EXERCISE AIM:
Which of the lines below contain the word "woman"? Pull out each one.

Location identification entries:
begin

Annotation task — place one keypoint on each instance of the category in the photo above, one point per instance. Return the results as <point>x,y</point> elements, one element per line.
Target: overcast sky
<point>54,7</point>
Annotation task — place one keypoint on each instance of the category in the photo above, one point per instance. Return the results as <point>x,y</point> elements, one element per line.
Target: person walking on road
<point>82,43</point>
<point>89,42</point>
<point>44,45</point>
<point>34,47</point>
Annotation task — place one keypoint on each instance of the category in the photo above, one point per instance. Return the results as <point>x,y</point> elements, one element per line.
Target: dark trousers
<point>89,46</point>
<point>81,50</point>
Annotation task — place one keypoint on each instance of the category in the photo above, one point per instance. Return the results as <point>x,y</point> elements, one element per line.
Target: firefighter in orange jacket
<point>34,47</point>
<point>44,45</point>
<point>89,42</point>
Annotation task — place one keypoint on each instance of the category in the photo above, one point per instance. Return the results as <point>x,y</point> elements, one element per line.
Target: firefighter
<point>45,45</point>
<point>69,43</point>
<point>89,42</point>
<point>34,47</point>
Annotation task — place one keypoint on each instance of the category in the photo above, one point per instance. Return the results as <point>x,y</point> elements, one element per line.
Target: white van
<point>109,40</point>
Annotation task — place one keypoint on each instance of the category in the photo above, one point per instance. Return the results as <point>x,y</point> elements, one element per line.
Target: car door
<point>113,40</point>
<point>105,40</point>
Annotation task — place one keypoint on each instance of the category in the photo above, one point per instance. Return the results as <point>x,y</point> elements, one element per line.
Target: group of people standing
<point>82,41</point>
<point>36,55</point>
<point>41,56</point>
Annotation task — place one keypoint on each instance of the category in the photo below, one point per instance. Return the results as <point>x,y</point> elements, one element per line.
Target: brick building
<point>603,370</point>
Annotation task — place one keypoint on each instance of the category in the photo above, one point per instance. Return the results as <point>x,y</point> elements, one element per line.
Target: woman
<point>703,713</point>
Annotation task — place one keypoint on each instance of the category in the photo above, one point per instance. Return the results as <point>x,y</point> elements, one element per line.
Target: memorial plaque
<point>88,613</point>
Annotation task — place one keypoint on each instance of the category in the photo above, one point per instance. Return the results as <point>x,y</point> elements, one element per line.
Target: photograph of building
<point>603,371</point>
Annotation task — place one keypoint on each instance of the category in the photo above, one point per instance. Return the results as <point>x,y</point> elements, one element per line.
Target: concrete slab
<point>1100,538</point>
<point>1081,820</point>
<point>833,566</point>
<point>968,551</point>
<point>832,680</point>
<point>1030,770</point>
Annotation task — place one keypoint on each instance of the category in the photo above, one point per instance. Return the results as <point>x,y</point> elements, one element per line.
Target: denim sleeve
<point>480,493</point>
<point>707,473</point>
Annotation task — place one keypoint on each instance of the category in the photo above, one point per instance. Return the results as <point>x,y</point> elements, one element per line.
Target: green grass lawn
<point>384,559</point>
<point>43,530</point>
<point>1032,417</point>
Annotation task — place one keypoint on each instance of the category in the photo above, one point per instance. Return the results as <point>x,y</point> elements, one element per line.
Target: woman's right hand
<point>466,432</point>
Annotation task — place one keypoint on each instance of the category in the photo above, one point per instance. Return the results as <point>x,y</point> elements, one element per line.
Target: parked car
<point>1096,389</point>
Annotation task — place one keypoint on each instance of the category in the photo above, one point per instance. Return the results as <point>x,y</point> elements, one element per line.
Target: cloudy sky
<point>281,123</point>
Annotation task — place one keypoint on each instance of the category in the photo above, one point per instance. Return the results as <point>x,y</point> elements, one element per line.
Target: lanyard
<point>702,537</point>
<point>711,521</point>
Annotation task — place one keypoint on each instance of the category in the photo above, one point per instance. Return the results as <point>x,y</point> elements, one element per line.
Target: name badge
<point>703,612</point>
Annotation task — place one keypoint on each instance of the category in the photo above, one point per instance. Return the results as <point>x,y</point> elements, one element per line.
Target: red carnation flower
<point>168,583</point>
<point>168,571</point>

end

SOLUTION TO THIS TASK:
Target: woman
Target: woman's right hand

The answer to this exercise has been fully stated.